国際開発に向けて今できること-国際医療NPOロシナンテス創設者の川原尚行氏に学ぶ-
先日、国際医療NPO法人「ロシナンテス」の『行くぞ!ロシナンテス』出版記念講演(6月15日・紀伊國屋サザンシアターにて開催)に参加してきました。
ロシナンテス創設者の川原尚行さんは外務省の医務官としてタンザニアで働かれていた時に、途上国の医療に問題意識を持ち、その後外務省を辞して単身スーダンで医療活動を行うようになります。2006年5月に国際医療NPO法人「ロシナンテス」を立ち上げられ、その後はスーダンと東日本大震災の被災地である東北の閖上を主な拠点として活動をされています。世界中に「医」を届けるという信念の下、医療だけでなく農業や教育、スポーツ事業など幅広い活躍をされています。
私は5年ほど前にTVのドキュメンタリー番組で川原先生が取り上げられているのを観て、その人柄と活躍ぶりに惚れ込みファンになりました。いつかお会いしたいと思っていましたが、ついに講演会という形でお会いでき、感激しました。

_問題の説明_
上のロシナンテスの記事によると、川原尚行氏が外務省の医務官として勤務していた国はどこですか。

_抜粋レコード_
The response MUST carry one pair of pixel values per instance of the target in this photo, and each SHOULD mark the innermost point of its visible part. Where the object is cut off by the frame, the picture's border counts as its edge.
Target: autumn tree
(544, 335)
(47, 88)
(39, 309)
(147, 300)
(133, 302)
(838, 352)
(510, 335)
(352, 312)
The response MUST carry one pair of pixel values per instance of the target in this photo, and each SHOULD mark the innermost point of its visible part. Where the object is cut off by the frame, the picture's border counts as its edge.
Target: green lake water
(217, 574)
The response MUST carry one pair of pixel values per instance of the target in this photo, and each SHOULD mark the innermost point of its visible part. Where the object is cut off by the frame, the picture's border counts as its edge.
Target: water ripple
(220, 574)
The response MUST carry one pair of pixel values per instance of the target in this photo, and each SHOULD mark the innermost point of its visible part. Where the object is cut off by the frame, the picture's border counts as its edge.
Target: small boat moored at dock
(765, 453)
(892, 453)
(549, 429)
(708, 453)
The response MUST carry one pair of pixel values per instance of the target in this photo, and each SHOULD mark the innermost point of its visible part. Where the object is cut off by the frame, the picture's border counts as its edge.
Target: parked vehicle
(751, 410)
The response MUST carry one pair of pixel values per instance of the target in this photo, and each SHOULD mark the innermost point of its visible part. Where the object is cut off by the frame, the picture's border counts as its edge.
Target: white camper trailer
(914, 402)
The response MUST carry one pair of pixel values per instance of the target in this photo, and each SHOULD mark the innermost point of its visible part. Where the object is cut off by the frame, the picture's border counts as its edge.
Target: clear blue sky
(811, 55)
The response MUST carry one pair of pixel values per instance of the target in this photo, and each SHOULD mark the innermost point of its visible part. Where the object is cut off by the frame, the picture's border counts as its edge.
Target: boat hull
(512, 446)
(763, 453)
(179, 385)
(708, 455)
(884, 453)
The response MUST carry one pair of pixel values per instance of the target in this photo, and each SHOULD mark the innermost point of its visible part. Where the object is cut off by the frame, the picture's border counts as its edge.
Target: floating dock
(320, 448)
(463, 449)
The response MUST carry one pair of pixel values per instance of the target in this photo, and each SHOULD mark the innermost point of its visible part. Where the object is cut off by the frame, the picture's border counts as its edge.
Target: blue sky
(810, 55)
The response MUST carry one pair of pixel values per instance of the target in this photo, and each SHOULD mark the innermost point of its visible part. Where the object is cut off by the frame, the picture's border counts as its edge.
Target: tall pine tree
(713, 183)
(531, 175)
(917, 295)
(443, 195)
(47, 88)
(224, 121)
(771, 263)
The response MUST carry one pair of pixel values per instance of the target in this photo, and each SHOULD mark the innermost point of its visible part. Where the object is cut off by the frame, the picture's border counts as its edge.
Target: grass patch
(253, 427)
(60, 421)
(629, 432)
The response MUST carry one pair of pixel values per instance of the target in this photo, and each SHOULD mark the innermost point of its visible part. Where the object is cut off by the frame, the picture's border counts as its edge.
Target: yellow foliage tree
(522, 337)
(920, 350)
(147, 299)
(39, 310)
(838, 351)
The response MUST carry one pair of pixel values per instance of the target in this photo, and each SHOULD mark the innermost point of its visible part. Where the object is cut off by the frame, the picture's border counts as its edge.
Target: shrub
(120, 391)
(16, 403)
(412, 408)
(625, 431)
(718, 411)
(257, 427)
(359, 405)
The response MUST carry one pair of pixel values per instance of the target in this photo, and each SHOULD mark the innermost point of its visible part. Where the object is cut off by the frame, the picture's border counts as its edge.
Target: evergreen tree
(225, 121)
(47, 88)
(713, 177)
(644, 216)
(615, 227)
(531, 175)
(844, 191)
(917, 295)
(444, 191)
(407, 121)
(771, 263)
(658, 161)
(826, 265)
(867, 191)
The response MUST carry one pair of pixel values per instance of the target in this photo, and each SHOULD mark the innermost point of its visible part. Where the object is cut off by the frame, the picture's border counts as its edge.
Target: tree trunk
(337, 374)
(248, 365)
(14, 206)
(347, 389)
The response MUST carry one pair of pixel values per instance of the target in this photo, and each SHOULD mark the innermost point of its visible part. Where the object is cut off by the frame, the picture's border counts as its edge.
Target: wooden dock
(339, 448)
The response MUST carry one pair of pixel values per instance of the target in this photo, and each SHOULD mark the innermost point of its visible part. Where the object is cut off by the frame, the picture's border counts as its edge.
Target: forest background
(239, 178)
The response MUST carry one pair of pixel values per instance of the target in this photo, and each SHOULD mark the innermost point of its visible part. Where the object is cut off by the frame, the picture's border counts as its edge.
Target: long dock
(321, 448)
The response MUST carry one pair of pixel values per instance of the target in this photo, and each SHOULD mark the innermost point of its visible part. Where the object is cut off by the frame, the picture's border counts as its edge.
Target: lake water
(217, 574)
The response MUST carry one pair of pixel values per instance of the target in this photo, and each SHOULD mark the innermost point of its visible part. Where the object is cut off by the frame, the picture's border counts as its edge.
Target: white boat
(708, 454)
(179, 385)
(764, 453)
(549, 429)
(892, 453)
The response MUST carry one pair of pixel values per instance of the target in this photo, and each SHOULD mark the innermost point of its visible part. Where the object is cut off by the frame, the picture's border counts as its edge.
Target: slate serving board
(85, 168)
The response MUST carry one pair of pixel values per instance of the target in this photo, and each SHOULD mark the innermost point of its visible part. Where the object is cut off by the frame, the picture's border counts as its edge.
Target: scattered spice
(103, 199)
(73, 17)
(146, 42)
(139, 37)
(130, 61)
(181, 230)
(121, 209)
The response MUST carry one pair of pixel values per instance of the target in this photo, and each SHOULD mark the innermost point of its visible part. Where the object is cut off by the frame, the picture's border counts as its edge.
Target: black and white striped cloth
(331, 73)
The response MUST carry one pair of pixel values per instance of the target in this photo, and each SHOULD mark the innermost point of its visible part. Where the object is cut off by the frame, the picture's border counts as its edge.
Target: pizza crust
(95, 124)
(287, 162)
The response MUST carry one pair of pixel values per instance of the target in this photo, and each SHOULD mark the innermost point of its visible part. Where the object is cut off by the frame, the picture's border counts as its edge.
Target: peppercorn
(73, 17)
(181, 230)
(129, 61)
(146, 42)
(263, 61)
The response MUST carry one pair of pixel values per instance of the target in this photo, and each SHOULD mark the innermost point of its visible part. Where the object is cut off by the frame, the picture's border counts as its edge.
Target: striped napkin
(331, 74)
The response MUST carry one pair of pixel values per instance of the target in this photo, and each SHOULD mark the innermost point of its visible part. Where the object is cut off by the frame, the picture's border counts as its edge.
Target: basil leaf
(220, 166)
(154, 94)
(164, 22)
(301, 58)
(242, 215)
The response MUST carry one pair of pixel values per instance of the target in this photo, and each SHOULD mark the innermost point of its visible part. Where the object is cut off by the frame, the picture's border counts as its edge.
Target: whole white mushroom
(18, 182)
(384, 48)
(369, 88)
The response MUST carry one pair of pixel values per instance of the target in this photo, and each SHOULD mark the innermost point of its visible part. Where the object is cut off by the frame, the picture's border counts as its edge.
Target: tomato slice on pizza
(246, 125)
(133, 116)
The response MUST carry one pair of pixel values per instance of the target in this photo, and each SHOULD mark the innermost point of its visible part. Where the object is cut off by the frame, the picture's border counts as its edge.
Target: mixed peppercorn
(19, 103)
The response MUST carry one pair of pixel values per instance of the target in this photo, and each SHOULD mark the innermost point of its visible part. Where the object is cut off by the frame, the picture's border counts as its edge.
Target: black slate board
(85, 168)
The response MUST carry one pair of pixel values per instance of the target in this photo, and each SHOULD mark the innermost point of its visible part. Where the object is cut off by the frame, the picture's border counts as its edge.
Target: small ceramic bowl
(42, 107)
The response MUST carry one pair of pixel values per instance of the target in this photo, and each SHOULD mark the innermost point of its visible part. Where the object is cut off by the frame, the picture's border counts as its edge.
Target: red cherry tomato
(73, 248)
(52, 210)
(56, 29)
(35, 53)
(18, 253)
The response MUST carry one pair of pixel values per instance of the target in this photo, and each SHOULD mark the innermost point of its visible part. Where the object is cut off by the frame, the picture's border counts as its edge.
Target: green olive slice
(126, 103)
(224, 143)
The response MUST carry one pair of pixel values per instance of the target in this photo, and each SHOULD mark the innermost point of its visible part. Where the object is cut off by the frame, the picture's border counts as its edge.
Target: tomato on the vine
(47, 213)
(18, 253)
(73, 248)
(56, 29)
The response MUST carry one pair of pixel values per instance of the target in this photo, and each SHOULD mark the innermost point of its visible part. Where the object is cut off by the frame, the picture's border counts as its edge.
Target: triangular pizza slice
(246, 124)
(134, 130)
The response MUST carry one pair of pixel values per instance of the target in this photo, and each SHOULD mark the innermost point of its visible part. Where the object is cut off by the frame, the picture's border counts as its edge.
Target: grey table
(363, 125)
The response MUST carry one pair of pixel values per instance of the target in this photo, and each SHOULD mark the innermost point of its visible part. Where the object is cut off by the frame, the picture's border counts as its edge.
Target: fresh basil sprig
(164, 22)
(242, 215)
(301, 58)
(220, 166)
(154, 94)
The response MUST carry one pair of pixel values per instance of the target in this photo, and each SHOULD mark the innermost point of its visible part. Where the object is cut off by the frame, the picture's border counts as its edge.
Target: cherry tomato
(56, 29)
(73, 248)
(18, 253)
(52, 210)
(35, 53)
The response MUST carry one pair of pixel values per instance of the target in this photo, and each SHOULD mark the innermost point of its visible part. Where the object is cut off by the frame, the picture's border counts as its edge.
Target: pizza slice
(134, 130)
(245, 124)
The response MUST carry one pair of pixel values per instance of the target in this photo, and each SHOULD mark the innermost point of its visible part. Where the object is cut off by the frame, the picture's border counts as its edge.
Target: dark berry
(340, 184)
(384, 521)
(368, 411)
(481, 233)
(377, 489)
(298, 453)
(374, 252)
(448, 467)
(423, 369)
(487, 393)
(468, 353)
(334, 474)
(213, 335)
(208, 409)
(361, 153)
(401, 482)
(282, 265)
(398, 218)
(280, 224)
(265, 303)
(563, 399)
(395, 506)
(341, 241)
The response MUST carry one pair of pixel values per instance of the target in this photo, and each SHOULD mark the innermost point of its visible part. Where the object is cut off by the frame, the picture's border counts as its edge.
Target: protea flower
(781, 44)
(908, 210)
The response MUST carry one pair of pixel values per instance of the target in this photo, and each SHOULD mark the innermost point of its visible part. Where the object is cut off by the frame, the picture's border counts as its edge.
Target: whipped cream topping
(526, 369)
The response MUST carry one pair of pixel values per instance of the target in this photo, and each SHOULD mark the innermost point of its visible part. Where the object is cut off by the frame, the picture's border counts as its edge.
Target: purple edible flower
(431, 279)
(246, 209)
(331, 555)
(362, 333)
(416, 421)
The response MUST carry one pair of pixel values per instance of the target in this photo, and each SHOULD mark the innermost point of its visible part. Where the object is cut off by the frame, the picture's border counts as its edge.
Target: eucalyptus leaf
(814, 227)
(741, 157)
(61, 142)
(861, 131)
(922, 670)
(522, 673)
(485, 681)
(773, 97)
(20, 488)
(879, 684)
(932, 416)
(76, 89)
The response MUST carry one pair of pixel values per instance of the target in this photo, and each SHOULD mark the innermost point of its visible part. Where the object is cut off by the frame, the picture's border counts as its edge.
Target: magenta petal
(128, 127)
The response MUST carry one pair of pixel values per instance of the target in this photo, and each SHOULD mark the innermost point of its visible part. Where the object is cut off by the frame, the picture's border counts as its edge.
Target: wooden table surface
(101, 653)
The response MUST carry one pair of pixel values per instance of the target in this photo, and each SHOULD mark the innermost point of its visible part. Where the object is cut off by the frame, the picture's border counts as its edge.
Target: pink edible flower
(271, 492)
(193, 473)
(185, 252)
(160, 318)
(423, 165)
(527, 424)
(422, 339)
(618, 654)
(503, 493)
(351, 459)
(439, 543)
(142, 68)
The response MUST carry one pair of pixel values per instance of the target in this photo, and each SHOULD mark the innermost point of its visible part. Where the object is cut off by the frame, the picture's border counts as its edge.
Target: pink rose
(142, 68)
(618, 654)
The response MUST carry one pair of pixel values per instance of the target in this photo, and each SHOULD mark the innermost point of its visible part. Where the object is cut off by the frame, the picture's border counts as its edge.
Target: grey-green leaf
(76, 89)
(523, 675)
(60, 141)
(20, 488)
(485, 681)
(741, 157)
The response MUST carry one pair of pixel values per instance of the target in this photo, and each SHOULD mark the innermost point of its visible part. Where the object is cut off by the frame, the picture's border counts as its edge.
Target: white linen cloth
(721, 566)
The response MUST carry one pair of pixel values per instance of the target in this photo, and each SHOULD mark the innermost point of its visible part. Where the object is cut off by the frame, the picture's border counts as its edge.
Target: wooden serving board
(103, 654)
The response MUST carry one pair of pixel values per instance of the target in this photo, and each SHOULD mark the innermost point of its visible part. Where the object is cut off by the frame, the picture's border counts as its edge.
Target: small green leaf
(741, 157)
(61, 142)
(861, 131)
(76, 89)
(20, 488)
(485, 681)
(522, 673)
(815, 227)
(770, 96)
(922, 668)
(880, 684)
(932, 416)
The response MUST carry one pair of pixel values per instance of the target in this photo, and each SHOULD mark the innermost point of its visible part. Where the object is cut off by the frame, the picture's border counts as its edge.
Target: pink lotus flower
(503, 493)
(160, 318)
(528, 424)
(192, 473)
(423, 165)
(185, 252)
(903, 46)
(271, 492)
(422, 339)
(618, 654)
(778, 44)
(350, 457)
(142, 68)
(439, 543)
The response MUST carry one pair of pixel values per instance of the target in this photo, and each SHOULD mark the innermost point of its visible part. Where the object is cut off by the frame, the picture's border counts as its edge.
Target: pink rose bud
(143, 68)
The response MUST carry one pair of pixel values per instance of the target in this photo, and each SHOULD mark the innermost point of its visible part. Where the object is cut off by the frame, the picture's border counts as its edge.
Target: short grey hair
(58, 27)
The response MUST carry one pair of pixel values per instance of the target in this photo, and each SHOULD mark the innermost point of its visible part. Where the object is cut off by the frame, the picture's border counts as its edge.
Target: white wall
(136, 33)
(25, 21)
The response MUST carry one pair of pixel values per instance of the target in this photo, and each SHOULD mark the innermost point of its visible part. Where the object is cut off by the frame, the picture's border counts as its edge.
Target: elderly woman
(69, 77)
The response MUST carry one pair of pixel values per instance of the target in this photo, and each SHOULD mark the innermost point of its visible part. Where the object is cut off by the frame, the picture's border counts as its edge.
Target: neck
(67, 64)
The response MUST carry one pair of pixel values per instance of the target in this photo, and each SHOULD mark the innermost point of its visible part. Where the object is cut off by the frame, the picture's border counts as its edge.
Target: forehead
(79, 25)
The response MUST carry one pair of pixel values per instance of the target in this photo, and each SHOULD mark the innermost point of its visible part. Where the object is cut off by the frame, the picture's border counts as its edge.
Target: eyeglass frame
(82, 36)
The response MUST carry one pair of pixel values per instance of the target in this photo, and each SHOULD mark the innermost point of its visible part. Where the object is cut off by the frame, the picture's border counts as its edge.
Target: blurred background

_解答_
タンザニア